Source passage:
Today is Mother’s Equal Pay Day, which marks how far into the year mothers in the United States have to work to earn what fathers earned in 2017. Equitable Growth writes a lot about this topic, and today we take a look back at some of our work analyzing the cause of the motherhood pay gap in the United States and abroad and the research on solutions that help mothers and families balance caregiving responsibilities with paid employment.

Mothers in the United States earn less despite education and experience.” New research finds that the motherhood wage gap has remained the same over the past 30 years, and has actually gotten worse for some mothers.

Gender wage inequality: What we know and how we can fix it.” Equitable Growth’s recent report details the drivers of U.S. wage inequality for mothers and childless women alike and lays out steps that can be taken at the state and federal level to address it.

After 25 years, it’s time for paid leave.” Twenty-five years ago, President Bill Clinton signed the Family and Medical Leave Act, providing most workers the job-protected right to take unpaid time off from work to care for a new child. This column looks at why it’s time to update the law to include paid leave.

Can women’s “sagging middle” help explain the fall in U.S. labor force participation rates?” Labor force participation rates have been falling since 2000, and women dropping out of the workforce is playing a role. Research shows that, following the birth of a child, women’s labor force participation is lower today than in the past.

Has the momentum around paid leave reached a tipping point in the United States?” Existing state policies show that paid family leave based on a social insurance model can provide a critical benefit for everyone in the U.S. workforce.

Across developed countries, family policies help women.” Research examining whether there is a cause-and-effect relationship between family policies and women’s employment outcomes in western countries finds that spending on childcare and early child learning results in higher rates of women’s employment and a reduction in the gender wage gap.

Is the cost of childcare driving women out of the U.S. workforce?” Research finds that rising childcare expenditures in the United States results in an estimated five percent decline in total employment of women and a 13 percent decline in the employment of working mothers with children under the age of 5.

All work and no pay for women around the globe.” A young women entering the job market today can expect to work on average four more years than their male counterpart due to women’s disproportionate share of unpaid and domestic duties.

Working mothers with infants and toddlers and the importance of family economic security.” Mothers with young children have played a crucial role in keeping their families afloat financially in the United States, elevating the need for policies that address work-family conflict.

Data:

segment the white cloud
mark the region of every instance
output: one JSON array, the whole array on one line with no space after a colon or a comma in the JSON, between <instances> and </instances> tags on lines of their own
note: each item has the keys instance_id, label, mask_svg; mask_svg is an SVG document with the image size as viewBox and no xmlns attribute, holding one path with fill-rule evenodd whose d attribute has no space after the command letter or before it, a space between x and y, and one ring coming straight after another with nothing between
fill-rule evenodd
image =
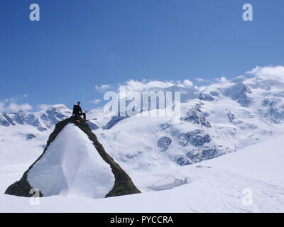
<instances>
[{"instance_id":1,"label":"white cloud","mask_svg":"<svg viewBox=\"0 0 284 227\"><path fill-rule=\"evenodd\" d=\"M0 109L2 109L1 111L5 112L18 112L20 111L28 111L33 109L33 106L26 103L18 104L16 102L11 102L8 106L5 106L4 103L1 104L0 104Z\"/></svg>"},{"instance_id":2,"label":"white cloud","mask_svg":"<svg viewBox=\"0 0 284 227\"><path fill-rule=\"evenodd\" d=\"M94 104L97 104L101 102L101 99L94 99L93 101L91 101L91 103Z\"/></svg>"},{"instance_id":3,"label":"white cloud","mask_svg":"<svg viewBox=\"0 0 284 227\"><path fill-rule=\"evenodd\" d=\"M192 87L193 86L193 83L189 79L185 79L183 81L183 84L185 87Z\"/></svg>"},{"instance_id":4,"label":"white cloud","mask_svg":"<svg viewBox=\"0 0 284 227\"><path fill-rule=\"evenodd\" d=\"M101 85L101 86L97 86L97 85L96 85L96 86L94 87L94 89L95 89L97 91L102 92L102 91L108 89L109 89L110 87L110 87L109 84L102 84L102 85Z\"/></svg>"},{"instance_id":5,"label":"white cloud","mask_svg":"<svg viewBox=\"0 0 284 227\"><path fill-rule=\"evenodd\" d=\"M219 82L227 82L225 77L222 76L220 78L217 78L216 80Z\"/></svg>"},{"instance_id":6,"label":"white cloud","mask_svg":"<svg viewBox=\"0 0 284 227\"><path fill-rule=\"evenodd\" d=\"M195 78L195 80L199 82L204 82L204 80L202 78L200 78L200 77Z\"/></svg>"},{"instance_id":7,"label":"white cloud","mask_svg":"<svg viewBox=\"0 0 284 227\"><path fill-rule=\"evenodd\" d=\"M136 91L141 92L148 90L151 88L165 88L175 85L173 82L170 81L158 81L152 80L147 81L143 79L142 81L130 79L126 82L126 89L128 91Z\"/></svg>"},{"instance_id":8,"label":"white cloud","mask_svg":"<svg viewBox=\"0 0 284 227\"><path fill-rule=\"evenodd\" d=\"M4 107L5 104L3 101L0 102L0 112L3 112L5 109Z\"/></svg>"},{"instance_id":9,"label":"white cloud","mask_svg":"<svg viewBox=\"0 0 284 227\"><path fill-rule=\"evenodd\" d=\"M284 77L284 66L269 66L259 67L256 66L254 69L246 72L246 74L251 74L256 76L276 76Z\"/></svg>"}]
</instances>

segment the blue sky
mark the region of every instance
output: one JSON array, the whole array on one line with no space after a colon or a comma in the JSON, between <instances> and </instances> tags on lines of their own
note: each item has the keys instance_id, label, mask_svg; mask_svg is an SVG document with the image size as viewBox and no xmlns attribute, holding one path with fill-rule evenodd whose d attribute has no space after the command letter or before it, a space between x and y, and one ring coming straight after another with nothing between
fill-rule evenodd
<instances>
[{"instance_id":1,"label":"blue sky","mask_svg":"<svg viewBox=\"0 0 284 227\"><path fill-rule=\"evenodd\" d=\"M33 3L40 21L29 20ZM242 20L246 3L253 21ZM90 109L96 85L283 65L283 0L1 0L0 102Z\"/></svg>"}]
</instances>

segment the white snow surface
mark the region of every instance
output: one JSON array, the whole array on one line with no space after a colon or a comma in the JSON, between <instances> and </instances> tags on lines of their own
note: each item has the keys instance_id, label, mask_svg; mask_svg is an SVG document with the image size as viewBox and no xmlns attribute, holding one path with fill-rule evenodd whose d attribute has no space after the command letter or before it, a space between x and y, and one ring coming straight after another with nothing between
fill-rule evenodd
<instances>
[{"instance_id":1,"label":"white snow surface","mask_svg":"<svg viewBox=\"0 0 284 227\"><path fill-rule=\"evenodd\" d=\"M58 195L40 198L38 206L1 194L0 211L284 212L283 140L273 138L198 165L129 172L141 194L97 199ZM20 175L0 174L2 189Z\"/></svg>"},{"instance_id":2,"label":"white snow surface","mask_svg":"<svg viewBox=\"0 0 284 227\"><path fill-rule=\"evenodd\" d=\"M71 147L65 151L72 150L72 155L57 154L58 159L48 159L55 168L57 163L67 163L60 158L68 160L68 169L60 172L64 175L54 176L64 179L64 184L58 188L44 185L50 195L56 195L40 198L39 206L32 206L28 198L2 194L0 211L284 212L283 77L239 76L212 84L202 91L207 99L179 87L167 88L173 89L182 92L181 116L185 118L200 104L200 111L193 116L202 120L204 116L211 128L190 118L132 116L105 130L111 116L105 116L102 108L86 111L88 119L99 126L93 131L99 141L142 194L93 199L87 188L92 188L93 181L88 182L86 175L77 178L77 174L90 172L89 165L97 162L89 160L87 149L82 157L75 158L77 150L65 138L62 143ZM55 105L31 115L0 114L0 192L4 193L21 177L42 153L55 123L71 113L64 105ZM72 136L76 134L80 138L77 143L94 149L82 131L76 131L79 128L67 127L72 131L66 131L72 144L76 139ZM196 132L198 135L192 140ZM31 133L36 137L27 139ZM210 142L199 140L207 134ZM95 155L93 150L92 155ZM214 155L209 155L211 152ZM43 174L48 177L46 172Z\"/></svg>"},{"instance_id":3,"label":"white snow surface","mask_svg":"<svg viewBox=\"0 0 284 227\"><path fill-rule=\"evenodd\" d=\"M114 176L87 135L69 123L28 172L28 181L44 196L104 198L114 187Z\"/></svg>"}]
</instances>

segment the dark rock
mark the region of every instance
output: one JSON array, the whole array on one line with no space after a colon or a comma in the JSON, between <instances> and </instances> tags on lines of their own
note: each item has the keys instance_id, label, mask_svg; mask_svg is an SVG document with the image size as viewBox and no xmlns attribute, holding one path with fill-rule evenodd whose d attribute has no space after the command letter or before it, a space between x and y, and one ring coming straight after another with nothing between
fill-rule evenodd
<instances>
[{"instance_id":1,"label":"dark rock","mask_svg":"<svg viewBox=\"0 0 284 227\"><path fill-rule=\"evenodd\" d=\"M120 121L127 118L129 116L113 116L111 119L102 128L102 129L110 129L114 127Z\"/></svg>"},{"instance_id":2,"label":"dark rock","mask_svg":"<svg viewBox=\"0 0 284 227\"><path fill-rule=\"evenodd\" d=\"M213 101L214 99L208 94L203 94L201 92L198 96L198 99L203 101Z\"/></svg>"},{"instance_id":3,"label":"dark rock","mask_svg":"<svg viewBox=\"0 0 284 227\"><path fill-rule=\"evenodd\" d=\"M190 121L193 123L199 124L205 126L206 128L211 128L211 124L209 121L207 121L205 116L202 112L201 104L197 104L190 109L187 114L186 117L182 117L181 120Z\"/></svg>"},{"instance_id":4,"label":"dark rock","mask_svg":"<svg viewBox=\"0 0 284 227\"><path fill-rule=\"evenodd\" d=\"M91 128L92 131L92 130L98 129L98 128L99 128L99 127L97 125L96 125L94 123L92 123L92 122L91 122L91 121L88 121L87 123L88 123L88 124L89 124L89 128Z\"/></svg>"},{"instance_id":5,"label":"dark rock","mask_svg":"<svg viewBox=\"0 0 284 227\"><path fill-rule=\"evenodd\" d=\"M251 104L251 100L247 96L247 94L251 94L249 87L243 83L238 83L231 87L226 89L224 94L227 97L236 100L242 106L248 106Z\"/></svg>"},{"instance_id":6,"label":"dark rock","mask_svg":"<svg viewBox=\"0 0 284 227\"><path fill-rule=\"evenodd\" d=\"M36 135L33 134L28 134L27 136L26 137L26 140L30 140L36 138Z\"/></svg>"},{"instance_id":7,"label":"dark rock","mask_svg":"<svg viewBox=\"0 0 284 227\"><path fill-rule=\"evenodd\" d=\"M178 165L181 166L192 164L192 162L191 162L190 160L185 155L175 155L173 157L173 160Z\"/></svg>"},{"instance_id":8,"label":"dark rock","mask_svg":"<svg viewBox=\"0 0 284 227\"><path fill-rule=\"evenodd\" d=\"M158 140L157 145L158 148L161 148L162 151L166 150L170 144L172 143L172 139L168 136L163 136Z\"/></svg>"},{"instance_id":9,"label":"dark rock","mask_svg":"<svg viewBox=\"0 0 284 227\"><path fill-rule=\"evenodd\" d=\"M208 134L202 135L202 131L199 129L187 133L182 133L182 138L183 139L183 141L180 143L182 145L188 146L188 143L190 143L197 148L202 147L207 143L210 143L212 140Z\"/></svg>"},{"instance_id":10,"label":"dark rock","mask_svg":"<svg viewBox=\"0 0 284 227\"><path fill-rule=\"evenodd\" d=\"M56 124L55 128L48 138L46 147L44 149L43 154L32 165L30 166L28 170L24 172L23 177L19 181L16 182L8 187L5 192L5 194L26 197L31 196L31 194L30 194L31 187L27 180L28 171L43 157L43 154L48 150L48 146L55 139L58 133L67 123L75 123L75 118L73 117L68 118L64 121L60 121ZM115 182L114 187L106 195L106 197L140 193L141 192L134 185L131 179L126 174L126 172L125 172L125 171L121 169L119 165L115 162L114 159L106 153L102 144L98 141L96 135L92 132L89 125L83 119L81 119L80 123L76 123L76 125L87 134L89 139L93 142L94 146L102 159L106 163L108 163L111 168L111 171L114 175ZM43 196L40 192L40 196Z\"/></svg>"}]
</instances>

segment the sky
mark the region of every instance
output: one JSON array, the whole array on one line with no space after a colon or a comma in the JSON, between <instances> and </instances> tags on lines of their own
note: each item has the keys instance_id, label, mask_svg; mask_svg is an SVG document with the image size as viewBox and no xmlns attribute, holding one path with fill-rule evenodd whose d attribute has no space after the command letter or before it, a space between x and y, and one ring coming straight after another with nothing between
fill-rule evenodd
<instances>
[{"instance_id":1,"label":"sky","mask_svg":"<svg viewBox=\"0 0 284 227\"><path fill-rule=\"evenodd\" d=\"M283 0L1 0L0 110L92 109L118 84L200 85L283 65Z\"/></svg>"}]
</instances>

Required action 1: According to the Mother's Equal Pay Day post, what decline in employment of working mothers with children under the age of 5 results from rising childcare expenditures in the United States?
Required action 2: From the Mother's Equal Pay Day post, repeat word for word the passage that begins with "Mothers in the United States earn" and ends with "include paid leave.".
Rely only on the Mother's Equal Pay Day post when responding.

Answer 1: An estimated 13 percent decline.

Answer 2:
Mothers in the United States earn less despite education and experience.” New research finds that the motherhood wage gap has remained the same over the past 30 years, and has actually gotten worse for some mothers.

Gender wage inequality: What we know and how we can fix it.” Equitable Growth’s recent report details the drivers of U.S. wage inequality for mothers and childless women alike and lays out steps that can be taken at the state and federal level to address it.

After 25 years, it’s time for paid leave.” Twenty-five years ago, President Bill Clinton signed the Family and Medical Leave Act, providing most workers the job-protected right to take unpaid time off from work to care for a new child. This column looks at why it’s time to update the law to include paid leave.